Reproduce every entry that follows word for word, but omit the images.

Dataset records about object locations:
###
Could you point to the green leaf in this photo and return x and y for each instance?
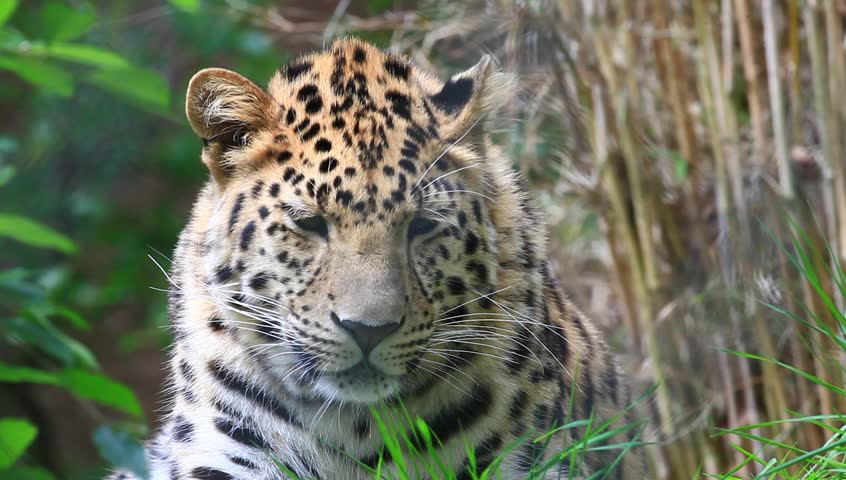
(6, 174)
(101, 389)
(86, 55)
(120, 449)
(61, 22)
(17, 282)
(141, 86)
(73, 317)
(35, 234)
(191, 6)
(15, 437)
(26, 473)
(40, 334)
(7, 8)
(85, 384)
(40, 74)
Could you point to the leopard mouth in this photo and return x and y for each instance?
(362, 383)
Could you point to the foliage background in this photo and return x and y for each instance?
(667, 141)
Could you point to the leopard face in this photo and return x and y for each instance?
(346, 241)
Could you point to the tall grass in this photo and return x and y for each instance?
(780, 455)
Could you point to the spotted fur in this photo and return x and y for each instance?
(357, 190)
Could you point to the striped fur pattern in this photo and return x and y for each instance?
(357, 186)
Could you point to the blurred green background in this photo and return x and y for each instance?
(666, 141)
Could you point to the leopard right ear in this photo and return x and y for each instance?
(224, 109)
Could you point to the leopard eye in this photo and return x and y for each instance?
(314, 224)
(421, 226)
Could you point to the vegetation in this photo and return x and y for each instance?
(689, 156)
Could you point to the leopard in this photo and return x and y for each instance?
(362, 245)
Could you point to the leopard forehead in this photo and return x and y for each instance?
(355, 129)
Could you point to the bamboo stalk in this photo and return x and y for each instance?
(776, 108)
(837, 82)
(750, 72)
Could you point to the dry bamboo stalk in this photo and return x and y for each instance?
(837, 82)
(638, 244)
(673, 78)
(750, 72)
(825, 85)
(776, 107)
(727, 44)
(794, 70)
(619, 223)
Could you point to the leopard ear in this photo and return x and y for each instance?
(224, 108)
(466, 98)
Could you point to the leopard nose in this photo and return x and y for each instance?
(367, 336)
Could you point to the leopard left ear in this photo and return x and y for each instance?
(467, 97)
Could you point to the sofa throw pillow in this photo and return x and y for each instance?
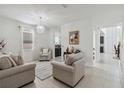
(71, 58)
(5, 63)
(12, 61)
(45, 51)
(18, 59)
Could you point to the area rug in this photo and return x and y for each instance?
(43, 70)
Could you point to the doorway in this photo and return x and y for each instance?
(106, 43)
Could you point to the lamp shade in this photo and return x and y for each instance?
(40, 29)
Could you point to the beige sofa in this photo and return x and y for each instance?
(71, 71)
(17, 76)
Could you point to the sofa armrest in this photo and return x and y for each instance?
(63, 66)
(17, 69)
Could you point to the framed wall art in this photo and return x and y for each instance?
(74, 37)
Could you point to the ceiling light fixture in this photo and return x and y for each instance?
(40, 27)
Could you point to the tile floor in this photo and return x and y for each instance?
(106, 73)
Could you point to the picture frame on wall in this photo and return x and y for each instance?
(74, 37)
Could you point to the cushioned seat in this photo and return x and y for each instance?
(71, 71)
(12, 76)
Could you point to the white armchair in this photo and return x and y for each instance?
(45, 54)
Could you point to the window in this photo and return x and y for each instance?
(27, 40)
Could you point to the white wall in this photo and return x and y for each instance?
(86, 36)
(41, 40)
(9, 30)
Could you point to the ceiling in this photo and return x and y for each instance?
(55, 14)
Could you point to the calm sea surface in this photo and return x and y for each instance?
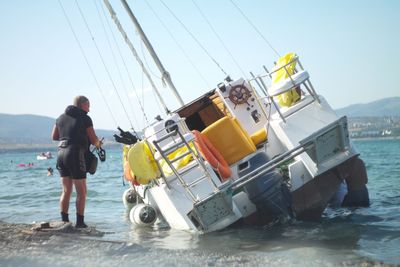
(343, 237)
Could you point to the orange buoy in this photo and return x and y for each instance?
(212, 155)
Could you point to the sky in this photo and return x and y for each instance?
(350, 48)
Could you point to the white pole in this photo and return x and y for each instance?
(164, 72)
(124, 35)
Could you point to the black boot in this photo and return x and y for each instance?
(79, 221)
(64, 217)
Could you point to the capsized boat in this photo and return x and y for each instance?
(233, 155)
(251, 151)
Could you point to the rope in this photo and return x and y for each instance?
(177, 43)
(102, 60)
(116, 64)
(162, 80)
(134, 52)
(87, 62)
(219, 38)
(125, 67)
(194, 38)
(255, 28)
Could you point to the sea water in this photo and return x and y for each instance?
(345, 237)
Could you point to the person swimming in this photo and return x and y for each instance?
(50, 171)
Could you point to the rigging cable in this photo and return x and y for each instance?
(162, 80)
(219, 38)
(177, 43)
(134, 52)
(104, 64)
(194, 38)
(125, 66)
(255, 28)
(115, 62)
(87, 62)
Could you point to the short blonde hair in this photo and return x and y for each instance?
(79, 100)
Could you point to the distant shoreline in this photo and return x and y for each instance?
(43, 147)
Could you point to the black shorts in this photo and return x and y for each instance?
(71, 162)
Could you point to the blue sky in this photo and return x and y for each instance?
(350, 48)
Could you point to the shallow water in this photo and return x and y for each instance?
(344, 237)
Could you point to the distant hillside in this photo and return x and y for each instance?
(32, 129)
(383, 107)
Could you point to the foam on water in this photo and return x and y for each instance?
(343, 236)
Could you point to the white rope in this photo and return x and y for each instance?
(255, 28)
(125, 67)
(194, 38)
(116, 64)
(104, 64)
(87, 62)
(178, 45)
(219, 39)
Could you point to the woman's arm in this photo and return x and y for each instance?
(55, 134)
(94, 140)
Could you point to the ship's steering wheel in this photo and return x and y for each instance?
(239, 94)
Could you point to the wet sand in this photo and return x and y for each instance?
###
Final result:
Could you point to the green leaf in this photo and return x and y for each instance?
(6, 174)
(101, 389)
(86, 55)
(120, 449)
(61, 22)
(17, 282)
(141, 86)
(73, 317)
(35, 234)
(191, 6)
(15, 437)
(26, 473)
(40, 334)
(7, 8)
(85, 384)
(40, 74)
Could you point to the leopard mouth in this photo and return x and y for each instance?
(362, 383)
Could you point to the foliage background in this photo and return x and y for each instance?
(667, 141)
Could you point to the leopard face in this photo and return x and y for each instance?
(346, 241)
Could you point to the tall grass in this photo and return x and y for each instance?
(780, 455)
Could you point to the spotted fur in this photo and return x and y for each instance?
(357, 190)
Could you point to the striped fur pattern in this photo and return x and y for each instance?
(357, 186)
Could you point to the blurred green background in this photo and return x and y for each instance?
(666, 141)
Could you point to the leopard right ear in this photo and return x and y for each instance?
(224, 109)
Could you point to the leopard eye in this photo and return x and y for each instance?
(314, 224)
(421, 226)
Could you point to the vegetation in this photo and return x and y for each instance?
(689, 156)
Could you point to the leopard in this photo and return x and y for each instance?
(362, 245)
Could you point to the leopard forehead in this photo and return x and y for each instance?
(355, 129)
Could you point to the bamboo stalk in this photo and return x and y for each instance?
(776, 108)
(837, 82)
(750, 72)
Could you point to the dry bamboo stalk in this photo and return x and y for each instance?
(837, 82)
(638, 244)
(673, 78)
(750, 72)
(825, 85)
(776, 107)
(727, 44)
(794, 70)
(619, 223)
Could you point to the leopard ear in this photo and return x and y for each instance?
(224, 108)
(466, 98)
Could you point to the leopard nose in this photo and return x and y for each instance?
(367, 336)
Could you point to the leopard left ear in this photo and return x and y for each instance?
(467, 97)
Could you point to the sofa throw pillow in this photo and return x and y for each instance?
(71, 58)
(5, 63)
(12, 61)
(45, 51)
(18, 59)
Could you point to the area rug in this photo and return x and y for each instance?
(43, 70)
Could you point to the doorway in this photo and return x and y for each instance?
(106, 43)
Could you point to the lamp shade in this photo and return x and y for each instance?
(40, 29)
Could you point to the beige sofa in this photo and return x and y for each instance?
(71, 71)
(17, 76)
Could you point to the sofa armrest in this photo and return x and y for each instance?
(63, 66)
(17, 69)
Could you point to the framed wall art in this photo and return x and y for each instance?
(74, 37)
Could you point to the ceiling light fixture in this photo and return x and y for each instance?
(40, 27)
Could you point to the tile floor in this photo and return x and y for each instance?
(106, 73)
Could you point to the picture frame on wall in this photo and return x and y for each instance?
(74, 37)
Could you point to the cushioned seat in this photo and return x and y for each instance?
(71, 71)
(12, 76)
Could you point to the white armchair in this photo and return x and y for each instance?
(45, 54)
Could you point to the window in this photo and return x and y for each instance?
(27, 40)
Could you point to the white wall in this photo and return x and y for each instance?
(86, 36)
(41, 40)
(9, 30)
Could you point to the ceiling in this photo and return x and y for each instance?
(55, 14)
Could you point to the calm sea surface in this photo and return x and y for each instance?
(343, 237)
Could you point to the orange buoy in this photo and return x and y for each instance?
(212, 155)
Could you point to the sky in this photo and return x and y for each instance?
(350, 48)
Could you point to the white pole in this photo and return x and y for each instance?
(164, 72)
(124, 35)
Could you point to the black boot in this photo and return x and y for each instance?
(79, 221)
(64, 217)
Could you point to the capsized boat in this photo and return x and y for each instance?
(233, 155)
(251, 151)
Could you point to the rope in this photo and return x and y for each instance?
(177, 43)
(102, 60)
(116, 64)
(162, 80)
(134, 52)
(87, 62)
(219, 38)
(125, 67)
(194, 38)
(255, 28)
Could you point to the sea water in this photo and return x and y for each instance?
(345, 237)
Could you point to the person swimming in this photo and return x and y for each instance?
(50, 171)
Could you point to the rigging cable in this photo and return x and y for each instance?
(162, 80)
(219, 38)
(177, 43)
(134, 52)
(104, 64)
(194, 38)
(125, 66)
(255, 28)
(115, 62)
(87, 62)
Could you point to the short blonde hair in this photo and return x and y for each instance?
(79, 100)
Could you point to the distant shoreline in this photo and return x and y for each instance?
(43, 147)
Could you point to the black shorts in this photo and return x and y for each instance?
(71, 162)
Could you point to the blue sky in this photo and return x and y for each instance?
(350, 48)
Could you point to the shallow water in this photo and return x and y for each instance?
(344, 237)
Could you point to the distant hillside in this photo and return x and y for each instance?
(32, 129)
(383, 107)
Could you point to the foam on water in this photo and return x and y for each instance?
(343, 236)
Could you point to the white rope in this photo and return x and y for each instance?
(255, 28)
(125, 67)
(194, 38)
(116, 64)
(104, 64)
(87, 62)
(178, 45)
(219, 39)
Could you point to the woman's arm in this photo and return x and y for each instance?
(55, 134)
(94, 140)
Could you point to the ship's steering wheel in this photo and return x and y for each instance?
(239, 94)
Could you point to the wet sand in this photo and return x and y for each instance?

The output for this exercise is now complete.